◆ Data for this exercise:
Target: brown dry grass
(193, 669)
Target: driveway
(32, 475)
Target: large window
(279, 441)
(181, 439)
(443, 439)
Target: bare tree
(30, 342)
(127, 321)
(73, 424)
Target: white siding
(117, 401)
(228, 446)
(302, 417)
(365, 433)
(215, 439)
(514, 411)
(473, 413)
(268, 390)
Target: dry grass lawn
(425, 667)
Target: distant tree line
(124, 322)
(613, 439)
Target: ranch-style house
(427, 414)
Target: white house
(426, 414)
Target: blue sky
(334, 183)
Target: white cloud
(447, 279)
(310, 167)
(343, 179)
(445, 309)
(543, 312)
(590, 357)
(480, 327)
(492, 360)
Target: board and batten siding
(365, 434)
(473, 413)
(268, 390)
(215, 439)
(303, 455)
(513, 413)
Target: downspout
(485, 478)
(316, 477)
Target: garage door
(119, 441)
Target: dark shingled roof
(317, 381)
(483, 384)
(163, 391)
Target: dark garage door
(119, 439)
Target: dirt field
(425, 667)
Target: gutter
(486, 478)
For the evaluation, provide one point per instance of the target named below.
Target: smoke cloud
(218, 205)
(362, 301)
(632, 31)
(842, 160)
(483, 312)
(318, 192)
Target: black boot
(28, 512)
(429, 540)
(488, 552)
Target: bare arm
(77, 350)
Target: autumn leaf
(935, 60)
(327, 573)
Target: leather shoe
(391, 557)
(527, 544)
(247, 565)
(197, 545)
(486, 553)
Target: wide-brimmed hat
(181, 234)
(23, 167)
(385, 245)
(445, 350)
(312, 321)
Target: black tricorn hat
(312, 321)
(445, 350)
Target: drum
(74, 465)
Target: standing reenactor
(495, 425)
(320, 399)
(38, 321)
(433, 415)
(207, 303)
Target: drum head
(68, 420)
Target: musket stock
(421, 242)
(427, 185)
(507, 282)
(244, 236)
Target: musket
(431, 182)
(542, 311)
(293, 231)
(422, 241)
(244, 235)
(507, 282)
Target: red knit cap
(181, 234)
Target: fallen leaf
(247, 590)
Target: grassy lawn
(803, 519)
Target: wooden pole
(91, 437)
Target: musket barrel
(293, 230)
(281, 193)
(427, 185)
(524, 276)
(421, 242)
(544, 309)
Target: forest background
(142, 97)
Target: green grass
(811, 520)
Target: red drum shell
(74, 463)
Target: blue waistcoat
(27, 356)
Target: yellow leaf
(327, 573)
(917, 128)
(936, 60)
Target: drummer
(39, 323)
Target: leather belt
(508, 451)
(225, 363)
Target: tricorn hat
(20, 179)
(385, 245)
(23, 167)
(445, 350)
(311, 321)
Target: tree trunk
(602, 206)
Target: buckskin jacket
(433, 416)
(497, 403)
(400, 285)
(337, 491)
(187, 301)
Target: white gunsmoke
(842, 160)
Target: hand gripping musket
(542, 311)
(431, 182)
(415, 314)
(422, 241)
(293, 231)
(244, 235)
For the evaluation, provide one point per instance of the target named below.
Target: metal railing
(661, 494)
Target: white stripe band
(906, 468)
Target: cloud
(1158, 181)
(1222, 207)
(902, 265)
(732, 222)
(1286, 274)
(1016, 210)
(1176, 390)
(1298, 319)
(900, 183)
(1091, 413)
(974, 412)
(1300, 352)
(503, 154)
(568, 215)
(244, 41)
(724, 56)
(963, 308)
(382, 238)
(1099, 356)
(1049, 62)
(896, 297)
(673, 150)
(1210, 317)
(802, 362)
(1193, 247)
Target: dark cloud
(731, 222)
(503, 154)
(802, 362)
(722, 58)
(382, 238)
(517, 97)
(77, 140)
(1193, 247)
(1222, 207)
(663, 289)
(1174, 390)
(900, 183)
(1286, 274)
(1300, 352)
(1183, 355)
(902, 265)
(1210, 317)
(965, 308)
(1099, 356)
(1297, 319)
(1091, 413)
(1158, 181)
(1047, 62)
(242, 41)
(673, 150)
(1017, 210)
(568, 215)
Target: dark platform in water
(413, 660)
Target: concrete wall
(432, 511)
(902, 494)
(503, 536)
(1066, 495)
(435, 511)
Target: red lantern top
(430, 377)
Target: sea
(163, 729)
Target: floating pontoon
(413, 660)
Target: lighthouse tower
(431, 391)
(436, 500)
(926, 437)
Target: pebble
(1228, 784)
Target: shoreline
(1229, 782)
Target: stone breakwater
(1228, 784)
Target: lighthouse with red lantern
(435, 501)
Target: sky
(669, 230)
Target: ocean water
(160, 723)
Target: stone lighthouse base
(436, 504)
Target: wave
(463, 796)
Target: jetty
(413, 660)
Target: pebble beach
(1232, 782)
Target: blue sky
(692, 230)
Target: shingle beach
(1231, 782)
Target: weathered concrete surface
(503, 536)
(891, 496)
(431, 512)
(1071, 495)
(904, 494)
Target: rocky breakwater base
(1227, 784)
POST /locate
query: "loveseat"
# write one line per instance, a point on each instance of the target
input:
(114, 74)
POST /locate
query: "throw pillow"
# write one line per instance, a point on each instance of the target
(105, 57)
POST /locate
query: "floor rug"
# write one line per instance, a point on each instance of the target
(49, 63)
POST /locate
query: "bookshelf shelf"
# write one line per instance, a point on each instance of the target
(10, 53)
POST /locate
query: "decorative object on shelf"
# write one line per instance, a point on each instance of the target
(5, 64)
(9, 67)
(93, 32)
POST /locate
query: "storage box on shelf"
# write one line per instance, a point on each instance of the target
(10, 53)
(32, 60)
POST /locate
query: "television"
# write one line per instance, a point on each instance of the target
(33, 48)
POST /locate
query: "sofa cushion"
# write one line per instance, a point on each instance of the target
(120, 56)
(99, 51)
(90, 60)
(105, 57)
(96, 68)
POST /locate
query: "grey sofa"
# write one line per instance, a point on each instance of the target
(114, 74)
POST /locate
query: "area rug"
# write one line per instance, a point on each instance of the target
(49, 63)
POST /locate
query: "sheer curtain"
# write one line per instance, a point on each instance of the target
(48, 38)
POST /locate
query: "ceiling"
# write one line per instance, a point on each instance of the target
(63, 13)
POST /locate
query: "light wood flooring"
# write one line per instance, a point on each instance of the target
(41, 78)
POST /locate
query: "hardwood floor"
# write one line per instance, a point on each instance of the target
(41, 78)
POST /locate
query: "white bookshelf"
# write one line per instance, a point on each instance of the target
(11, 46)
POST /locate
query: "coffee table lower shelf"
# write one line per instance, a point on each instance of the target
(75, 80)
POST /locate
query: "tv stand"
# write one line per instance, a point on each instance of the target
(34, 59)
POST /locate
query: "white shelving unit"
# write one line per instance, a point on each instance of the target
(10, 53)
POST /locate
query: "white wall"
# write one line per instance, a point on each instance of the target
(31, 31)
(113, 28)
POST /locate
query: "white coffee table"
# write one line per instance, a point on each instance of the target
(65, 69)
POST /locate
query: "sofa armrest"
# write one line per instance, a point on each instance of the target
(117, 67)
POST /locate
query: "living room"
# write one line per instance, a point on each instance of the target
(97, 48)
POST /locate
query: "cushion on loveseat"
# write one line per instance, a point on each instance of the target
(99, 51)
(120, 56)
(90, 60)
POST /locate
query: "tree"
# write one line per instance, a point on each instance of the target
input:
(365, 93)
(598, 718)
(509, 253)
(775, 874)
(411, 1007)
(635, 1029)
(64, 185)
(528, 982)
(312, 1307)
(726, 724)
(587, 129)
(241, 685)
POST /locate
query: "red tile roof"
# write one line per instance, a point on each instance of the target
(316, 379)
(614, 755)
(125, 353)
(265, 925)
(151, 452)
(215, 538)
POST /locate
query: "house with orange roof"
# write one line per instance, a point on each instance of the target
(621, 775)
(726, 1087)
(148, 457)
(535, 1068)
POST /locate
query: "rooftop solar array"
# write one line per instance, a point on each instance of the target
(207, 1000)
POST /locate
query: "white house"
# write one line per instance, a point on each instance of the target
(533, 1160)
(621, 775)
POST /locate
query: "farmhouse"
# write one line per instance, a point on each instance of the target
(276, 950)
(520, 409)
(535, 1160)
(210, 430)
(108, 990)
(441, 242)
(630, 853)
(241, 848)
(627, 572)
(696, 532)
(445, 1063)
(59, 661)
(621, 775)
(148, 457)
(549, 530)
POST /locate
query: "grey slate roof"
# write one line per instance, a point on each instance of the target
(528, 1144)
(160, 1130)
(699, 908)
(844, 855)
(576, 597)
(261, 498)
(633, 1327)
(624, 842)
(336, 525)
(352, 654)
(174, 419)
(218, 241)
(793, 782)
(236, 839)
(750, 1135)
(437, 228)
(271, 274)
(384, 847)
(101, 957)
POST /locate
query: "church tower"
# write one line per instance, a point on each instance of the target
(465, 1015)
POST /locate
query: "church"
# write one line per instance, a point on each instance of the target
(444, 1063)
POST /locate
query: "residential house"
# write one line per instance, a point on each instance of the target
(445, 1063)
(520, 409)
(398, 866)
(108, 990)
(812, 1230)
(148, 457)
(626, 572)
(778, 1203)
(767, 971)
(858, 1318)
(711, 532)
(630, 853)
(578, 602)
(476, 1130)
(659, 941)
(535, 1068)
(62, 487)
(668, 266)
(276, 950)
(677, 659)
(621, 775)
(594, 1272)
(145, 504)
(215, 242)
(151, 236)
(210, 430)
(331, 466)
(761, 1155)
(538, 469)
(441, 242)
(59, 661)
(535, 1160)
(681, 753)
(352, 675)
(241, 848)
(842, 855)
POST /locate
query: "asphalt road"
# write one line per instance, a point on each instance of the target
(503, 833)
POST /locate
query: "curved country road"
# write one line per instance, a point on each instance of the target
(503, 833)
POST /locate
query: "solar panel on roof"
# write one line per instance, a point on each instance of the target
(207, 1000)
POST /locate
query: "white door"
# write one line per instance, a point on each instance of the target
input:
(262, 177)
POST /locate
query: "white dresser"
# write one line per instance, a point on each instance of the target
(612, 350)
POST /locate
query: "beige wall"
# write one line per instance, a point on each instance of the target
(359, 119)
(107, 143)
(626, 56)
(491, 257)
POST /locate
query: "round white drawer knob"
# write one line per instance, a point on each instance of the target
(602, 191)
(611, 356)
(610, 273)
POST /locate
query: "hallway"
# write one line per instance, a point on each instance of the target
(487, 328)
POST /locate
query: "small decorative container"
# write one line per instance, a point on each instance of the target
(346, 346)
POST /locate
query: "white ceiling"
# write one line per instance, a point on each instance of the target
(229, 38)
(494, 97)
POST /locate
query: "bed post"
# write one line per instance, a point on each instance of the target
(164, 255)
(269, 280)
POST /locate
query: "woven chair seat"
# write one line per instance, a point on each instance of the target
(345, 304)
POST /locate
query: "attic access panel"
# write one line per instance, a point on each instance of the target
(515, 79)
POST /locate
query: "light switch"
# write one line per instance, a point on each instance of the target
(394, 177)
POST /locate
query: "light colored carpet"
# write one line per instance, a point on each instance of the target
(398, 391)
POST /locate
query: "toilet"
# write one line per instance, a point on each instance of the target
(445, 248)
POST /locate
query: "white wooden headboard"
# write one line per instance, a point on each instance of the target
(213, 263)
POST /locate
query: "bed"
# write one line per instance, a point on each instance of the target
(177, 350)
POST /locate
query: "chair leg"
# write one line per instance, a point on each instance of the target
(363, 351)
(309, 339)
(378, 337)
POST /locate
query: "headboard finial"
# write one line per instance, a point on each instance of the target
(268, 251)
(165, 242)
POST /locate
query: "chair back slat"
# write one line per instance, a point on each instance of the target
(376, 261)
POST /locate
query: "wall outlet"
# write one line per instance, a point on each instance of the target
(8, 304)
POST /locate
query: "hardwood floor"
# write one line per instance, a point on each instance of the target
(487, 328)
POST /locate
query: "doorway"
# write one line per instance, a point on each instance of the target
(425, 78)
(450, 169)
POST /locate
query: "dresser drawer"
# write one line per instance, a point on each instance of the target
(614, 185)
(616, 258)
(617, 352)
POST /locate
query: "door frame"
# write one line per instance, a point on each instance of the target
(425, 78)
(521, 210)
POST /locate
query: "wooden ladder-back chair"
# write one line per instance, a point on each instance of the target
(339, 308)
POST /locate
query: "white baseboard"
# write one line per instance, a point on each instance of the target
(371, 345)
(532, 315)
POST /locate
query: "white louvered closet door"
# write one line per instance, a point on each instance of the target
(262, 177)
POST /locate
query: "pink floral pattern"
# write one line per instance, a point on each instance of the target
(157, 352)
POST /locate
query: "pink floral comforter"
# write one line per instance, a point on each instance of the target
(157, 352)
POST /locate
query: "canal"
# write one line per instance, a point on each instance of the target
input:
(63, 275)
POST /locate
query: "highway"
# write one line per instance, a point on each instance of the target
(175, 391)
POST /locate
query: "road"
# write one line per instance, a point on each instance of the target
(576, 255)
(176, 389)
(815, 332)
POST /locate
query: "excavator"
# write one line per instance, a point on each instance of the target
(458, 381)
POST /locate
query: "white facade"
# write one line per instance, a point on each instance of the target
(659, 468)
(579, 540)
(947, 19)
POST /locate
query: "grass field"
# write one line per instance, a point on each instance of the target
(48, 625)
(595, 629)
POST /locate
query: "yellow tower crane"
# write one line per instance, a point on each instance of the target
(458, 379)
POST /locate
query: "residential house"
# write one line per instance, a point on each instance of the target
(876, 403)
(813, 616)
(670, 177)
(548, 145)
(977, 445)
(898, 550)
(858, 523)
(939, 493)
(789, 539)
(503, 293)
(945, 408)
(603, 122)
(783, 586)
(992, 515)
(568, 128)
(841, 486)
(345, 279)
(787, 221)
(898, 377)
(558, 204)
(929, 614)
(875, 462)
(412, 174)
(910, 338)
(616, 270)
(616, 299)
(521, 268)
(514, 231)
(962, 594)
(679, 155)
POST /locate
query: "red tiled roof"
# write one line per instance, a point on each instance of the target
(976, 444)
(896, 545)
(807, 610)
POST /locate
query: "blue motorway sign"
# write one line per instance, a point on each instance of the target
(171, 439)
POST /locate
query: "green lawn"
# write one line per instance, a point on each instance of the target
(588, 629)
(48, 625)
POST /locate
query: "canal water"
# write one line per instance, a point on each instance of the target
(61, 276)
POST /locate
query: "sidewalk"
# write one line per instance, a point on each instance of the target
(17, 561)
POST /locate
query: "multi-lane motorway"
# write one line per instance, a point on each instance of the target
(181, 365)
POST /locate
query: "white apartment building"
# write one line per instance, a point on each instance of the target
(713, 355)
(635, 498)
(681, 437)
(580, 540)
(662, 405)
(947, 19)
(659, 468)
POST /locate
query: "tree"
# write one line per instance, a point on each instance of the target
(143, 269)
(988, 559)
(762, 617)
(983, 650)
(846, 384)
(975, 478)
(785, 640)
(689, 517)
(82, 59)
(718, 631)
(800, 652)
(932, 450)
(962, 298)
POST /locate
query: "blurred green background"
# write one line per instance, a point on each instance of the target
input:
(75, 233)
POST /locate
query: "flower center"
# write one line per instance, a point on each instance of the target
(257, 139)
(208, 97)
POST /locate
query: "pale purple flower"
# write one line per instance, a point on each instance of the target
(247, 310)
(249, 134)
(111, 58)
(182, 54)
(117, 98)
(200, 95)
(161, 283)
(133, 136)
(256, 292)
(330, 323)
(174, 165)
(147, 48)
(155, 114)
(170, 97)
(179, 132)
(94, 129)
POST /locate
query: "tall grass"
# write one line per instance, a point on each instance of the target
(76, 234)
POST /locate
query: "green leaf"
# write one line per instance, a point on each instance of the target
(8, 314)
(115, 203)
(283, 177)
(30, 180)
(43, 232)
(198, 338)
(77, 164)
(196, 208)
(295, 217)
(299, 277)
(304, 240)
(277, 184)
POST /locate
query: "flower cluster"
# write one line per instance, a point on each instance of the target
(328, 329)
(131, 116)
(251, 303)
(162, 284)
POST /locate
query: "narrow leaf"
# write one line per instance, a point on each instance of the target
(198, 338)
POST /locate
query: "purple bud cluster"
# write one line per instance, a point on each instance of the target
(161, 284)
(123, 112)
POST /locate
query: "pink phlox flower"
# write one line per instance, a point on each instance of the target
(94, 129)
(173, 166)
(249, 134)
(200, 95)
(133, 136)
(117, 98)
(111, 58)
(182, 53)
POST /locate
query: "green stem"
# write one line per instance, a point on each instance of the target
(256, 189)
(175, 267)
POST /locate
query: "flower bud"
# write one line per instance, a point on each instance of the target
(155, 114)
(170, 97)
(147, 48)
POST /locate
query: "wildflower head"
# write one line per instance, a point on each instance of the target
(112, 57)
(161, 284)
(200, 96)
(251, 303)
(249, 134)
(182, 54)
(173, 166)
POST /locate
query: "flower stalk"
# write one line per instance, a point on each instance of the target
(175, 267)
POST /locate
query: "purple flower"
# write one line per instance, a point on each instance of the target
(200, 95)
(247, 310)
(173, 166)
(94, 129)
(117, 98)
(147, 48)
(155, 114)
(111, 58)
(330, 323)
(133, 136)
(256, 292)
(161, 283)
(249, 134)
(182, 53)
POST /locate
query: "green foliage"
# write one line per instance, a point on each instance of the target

◆ Written problem: List each line in the items above that contains the word "bookshelf".

◆ Complete output:
query: "bookshelf shelf"
query: "white bookshelf"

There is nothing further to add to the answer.